%%

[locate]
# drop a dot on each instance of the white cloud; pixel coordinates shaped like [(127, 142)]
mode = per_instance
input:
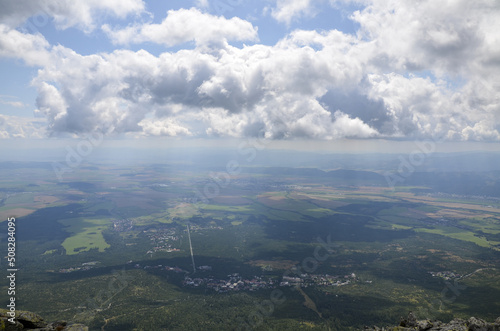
[(11, 101), (288, 10), (185, 25), (396, 79)]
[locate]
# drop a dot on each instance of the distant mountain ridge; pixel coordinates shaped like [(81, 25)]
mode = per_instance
[(26, 320)]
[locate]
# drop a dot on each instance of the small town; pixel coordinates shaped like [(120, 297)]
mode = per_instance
[(447, 275), (235, 282)]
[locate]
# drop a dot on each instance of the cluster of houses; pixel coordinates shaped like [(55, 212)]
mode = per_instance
[(162, 240), (447, 275), (84, 266), (305, 280), (122, 225), (235, 282)]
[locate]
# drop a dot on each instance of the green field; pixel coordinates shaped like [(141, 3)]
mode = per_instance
[(86, 235)]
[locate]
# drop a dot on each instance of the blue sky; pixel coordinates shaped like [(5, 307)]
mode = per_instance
[(325, 70)]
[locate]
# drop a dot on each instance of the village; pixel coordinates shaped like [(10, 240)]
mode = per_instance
[(235, 282)]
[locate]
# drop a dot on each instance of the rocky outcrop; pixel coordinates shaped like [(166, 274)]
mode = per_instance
[(411, 323), (26, 320)]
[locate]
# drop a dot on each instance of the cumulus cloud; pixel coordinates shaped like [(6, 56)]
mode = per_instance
[(185, 25), (287, 10), (414, 70), (11, 101)]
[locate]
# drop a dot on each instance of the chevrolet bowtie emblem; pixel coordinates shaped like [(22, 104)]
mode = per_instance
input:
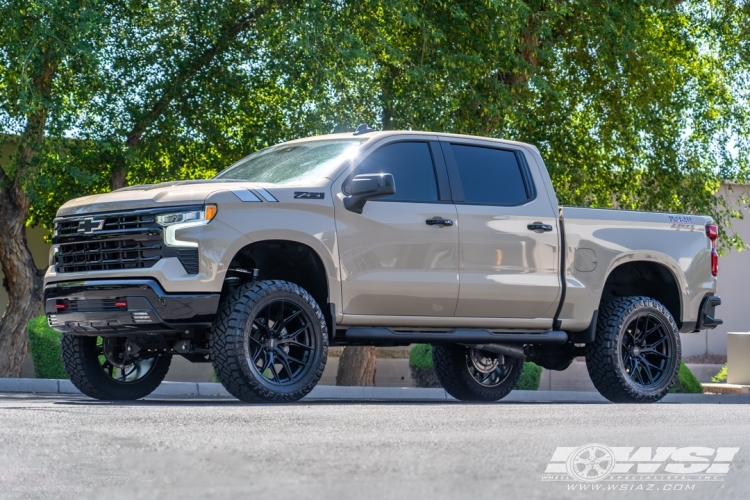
[(89, 225)]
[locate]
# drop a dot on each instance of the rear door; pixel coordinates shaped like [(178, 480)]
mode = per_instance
[(508, 232), (395, 260)]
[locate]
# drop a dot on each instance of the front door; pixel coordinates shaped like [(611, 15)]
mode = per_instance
[(393, 262), (508, 234)]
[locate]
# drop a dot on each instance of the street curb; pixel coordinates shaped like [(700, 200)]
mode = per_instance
[(333, 393)]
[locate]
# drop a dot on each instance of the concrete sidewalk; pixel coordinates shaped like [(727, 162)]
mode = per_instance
[(330, 392)]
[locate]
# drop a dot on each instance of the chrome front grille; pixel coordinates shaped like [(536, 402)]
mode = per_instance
[(115, 241)]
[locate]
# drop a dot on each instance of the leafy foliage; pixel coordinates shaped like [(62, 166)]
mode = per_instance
[(721, 377), (686, 382), (420, 363), (44, 344), (530, 377)]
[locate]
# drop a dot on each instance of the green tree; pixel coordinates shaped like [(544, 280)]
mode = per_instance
[(47, 66)]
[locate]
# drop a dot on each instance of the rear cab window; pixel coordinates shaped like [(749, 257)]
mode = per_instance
[(490, 176)]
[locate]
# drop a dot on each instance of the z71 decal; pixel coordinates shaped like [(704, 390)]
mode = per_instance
[(682, 219), (309, 195)]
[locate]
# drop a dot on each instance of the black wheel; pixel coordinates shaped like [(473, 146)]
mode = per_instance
[(470, 374), (99, 368), (269, 342), (636, 355)]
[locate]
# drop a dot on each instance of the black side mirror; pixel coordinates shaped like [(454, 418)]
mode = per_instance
[(368, 187)]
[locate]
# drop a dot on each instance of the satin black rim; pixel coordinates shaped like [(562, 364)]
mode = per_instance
[(113, 362), (281, 343), (485, 368), (647, 351)]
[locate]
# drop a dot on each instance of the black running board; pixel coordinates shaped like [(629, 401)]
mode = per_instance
[(388, 336)]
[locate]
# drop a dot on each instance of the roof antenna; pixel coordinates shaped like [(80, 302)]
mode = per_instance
[(363, 129)]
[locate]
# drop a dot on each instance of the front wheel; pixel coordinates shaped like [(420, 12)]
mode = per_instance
[(269, 342), (470, 374), (636, 355), (99, 368)]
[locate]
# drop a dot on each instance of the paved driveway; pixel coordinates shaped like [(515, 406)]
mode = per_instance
[(71, 447)]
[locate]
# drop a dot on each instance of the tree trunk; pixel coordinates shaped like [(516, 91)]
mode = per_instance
[(357, 366), (23, 280)]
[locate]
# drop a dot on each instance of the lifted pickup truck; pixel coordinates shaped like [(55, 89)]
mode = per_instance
[(374, 238)]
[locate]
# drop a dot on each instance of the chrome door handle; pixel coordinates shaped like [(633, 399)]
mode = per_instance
[(438, 221), (538, 227)]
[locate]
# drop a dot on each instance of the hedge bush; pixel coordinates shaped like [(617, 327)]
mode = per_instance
[(530, 377), (420, 363), (44, 344), (721, 377), (686, 382), (423, 374)]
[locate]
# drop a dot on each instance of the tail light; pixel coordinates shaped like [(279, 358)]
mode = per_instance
[(713, 234)]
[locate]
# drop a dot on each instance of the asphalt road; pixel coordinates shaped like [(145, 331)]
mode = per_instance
[(73, 447)]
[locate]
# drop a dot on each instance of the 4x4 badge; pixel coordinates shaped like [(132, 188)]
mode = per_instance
[(308, 195), (88, 225)]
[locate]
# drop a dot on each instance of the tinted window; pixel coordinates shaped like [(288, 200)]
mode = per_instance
[(490, 176), (411, 166)]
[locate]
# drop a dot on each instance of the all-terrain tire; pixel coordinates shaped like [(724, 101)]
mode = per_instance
[(228, 342), (81, 361), (604, 356), (450, 365)]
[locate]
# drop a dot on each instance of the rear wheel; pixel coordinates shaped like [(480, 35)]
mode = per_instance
[(100, 368), (269, 342), (470, 374), (636, 355)]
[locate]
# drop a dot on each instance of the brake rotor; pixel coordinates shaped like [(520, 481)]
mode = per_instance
[(114, 351), (482, 360)]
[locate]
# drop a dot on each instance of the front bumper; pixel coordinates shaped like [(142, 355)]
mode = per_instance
[(707, 319), (125, 307)]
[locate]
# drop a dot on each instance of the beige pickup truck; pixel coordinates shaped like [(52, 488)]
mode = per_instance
[(374, 238)]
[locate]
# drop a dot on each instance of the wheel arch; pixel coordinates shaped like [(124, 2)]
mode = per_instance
[(289, 260), (646, 277)]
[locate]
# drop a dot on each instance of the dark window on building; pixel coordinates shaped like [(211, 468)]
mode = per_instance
[(412, 169), (490, 176)]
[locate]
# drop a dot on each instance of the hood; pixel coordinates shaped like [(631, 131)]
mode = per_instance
[(164, 194)]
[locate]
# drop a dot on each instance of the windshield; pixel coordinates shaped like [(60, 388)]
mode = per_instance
[(292, 163)]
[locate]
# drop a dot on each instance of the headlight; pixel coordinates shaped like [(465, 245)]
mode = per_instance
[(183, 220), (52, 251), (205, 215)]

%%

◆ **PROBLEM STATEMENT**: Render every line of the data above as a numbered list, leaving out blank lines and the pictures.

◆ **COMPLETE RESPONSE**:
1. [locate]
2. # drop a dot on each instance of the white cloud; pixel coordinates shaped like [(127, 142)]
3. mode = per_instance
4. input:
5. [(11, 101), (288, 10), (185, 25), (396, 79)]
6. [locate]
7. # drop a dot on each instance of the distant mountain ridge; pixel coordinates shaped like [(81, 25)]
8. mode = per_instance
9. [(26, 320)]
10. [locate]
11. # drop a dot on each instance of the small town; pixel coordinates shaped like [(120, 297)]
12. mode = per_instance
13. [(447, 275), (235, 282)]
14. [locate]
15. # drop a dot on each instance of the cluster of houses; pixel coordinates shaped like [(55, 212)]
16. mode = per_instance
17. [(162, 240), (447, 275), (84, 266), (305, 280), (122, 225), (235, 282)]
18. [locate]
19. # drop a dot on each instance of the green field; pixel coordinates shaped like [(141, 3)]
20. mode = per_instance
21. [(86, 235)]
22. [locate]
23. # drop a dot on each instance of the blue sky; pixel coordinates shaped like [(5, 307)]
24. mode = per_instance
25. [(325, 70)]
26. [locate]
27. # drop a dot on each instance of the village; pixel coordinates shaped like [(10, 240)]
28. mode = per_instance
29. [(235, 282)]
30. [locate]
31. # drop a dot on each instance of the rocky outcrop; pixel coordinates shaped like [(166, 274)]
32. mode = per_instance
33. [(411, 323), (26, 320)]
34. [locate]
35. # drop a dot on each instance of the cumulus cloud; pixel coordinates shaped like [(6, 56)]
36. mode = per_instance
37. [(185, 25), (287, 10), (414, 70), (11, 101)]
38. [locate]
39. # drop a dot on each instance of the chevrolet bowtie emblem; pixel coordinates shaped like [(22, 104)]
40. mode = per_instance
41. input:
42. [(89, 225)]
43. [locate]
44. # drop a dot on each instance of the rear door; pixel coordinates shaped like [(178, 480)]
45. mode = per_instance
46. [(508, 232), (395, 260)]
47. [locate]
48. # drop a dot on each instance of the front door; pixel coordinates shaped like [(611, 15)]
49. mode = per_instance
50. [(393, 262), (508, 234)]
51. [locate]
52. # drop a dot on each instance of the street curb; pixel coordinates shaped like [(700, 200)]
53. mode = per_instance
54. [(333, 393)]
55. [locate]
56. # drop a dot on each instance of the concrete sidewalk; pixel coordinates shaped like [(727, 162)]
57. mode = per_instance
58. [(330, 392)]
59. [locate]
60. # drop a dot on each instance of the chrome front grille; pixel coordinates shaped like [(536, 402)]
61. mode = per_instance
62. [(115, 241)]
63. [locate]
64. # drop a dot on each instance of the leafy foliage; pixel coordinates shaped like [(62, 166)]
65. mode = per_instance
66. [(721, 377), (686, 382), (420, 363), (44, 344), (530, 377)]
67. [locate]
68. # drop a dot on each instance of the green tree; pixel coordinates shaped like [(544, 280)]
69. mode = per_instance
70. [(47, 66)]
71. [locate]
72. # drop a dot on each instance of the rear cab window; pixel coordinates shaped like [(749, 257)]
73. mode = per_instance
74. [(490, 176)]
75. [locate]
76. # drop a dot on each instance of the z71 decal; pixel coordinates shaped like [(704, 390)]
77. mode = per_instance
78. [(682, 219), (309, 195)]
79. [locate]
80. # drop a dot on each instance of the black wheel; pixel coordinates shaped like [(473, 146)]
81. mode = per_instance
82. [(470, 374), (99, 368), (269, 342), (636, 355)]
83. [locate]
84. # drop a dot on each instance of the black side mirror; pixel coordinates shaped like [(454, 418)]
85. mode = per_instance
86. [(368, 187)]
87. [locate]
88. # drop a dot on each instance of the satin black rim; pixel coordinates shaped like [(562, 364)]
89. mode = per_instance
90. [(113, 362), (281, 343), (485, 368), (647, 351)]
91. [locate]
92. # drop a dot on each instance of the black running board; pixel coordinates shaped like [(629, 401)]
93. mode = per_instance
94. [(388, 336)]
95. [locate]
96. # drop a dot on each instance of the roof antenna; pixel coordinates shaped like [(80, 302)]
97. mode = per_instance
98. [(363, 129)]
99. [locate]
100. # drop a dot on each instance of the front wheel; pixel coordinates shaped like [(420, 12)]
101. mode = per_instance
102. [(269, 342), (470, 374), (636, 355), (99, 368)]
103. [locate]
104. # drop a dot on each instance of the paved driveway; pixel coordinates shaped like [(515, 406)]
105. mode = per_instance
106. [(71, 447)]
107. [locate]
108. # drop a dot on each instance of the tree trunk; pixel coordinates shaped like [(516, 91)]
109. mode = per_instance
110. [(357, 366), (23, 280)]
111. [locate]
112. # drop a dot on each instance of the lifted pickup truck; pixel coordinates shaped like [(55, 89)]
113. mode = per_instance
114. [(374, 238)]
115. [locate]
116. # drop a dot on each instance of the chrome door handle; pixel coordinates shaped like [(633, 399)]
117. mode = per_instance
118. [(438, 221), (538, 227)]
119. [locate]
120. # drop a dot on each instance of the hedge bush; pixel coordinates shaped like [(617, 327)]
121. mode = per_instance
122. [(530, 377), (420, 363), (44, 344), (721, 377), (686, 382), (423, 374)]
123. [locate]
124. # drop a dot on each instance of the tail light; pixel coordinates shaped like [(279, 358)]
125. mode = per_instance
126. [(713, 234)]
127. [locate]
128. # drop a dot on each instance of the asphalt road; pixel coordinates shaped like [(145, 331)]
129. mode = per_instance
130. [(73, 447)]
131. [locate]
132. # drop a dot on each instance of the 4x4 badge; pixel coordinates shaped like [(132, 188)]
133. mode = per_instance
134. [(308, 195), (88, 225)]
135. [locate]
136. # drop a dot on each instance of the tinted window; pixel coordinates shaped like [(288, 200)]
137. mode = per_instance
138. [(490, 176), (411, 166)]
139. [locate]
140. # drop a dot on each instance of the all-terrain tire; pixel coordinates shaped like [(724, 101)]
141. mode = per_instance
142. [(228, 342), (81, 361), (604, 356), (450, 365)]
143. [locate]
144. # drop a dot on each instance of the rear wheel; pixel coordinates shaped like [(480, 35)]
145. mode = per_instance
146. [(100, 368), (269, 342), (470, 374), (636, 355)]
147. [locate]
148. # drop a dot on each instance of the brake rotor; pixel coordinates shaped like [(520, 481)]
149. mode = per_instance
150. [(114, 351), (482, 360)]
151. [locate]
152. # drop a dot on each instance of the front bumper; pixel coordinates shaped like [(142, 355)]
153. mode = per_instance
154. [(707, 319), (125, 307)]
155. [locate]
156. # drop a dot on each instance of the beige pickup truck; pixel coordinates shaped like [(52, 488)]
157. mode = per_instance
158. [(374, 238)]
159. [locate]
160. # drop a dot on each instance of the wheel arch; pixel coordinates shaped like [(124, 2)]
161. mode = per_instance
162. [(289, 260), (646, 277)]
163. [locate]
164. # drop a dot on each instance of the dark window on building; pixel coordinates shaped like [(211, 468)]
165. mode = per_instance
166. [(412, 169), (490, 176)]
167. [locate]
168. # drop a dot on each instance of the hood; pixel coordinates shaped like [(631, 131)]
169. mode = per_instance
170. [(164, 194)]
171. [locate]
172. # drop a dot on each instance of the windshield; pixel coordinates shaped like [(60, 388)]
173. mode = per_instance
174. [(292, 163)]
175. [locate]
176. # drop a dot on each instance of the headlight; pixel coordinates shaped like [(465, 245)]
177. mode = per_instance
178. [(183, 220), (52, 251), (205, 215)]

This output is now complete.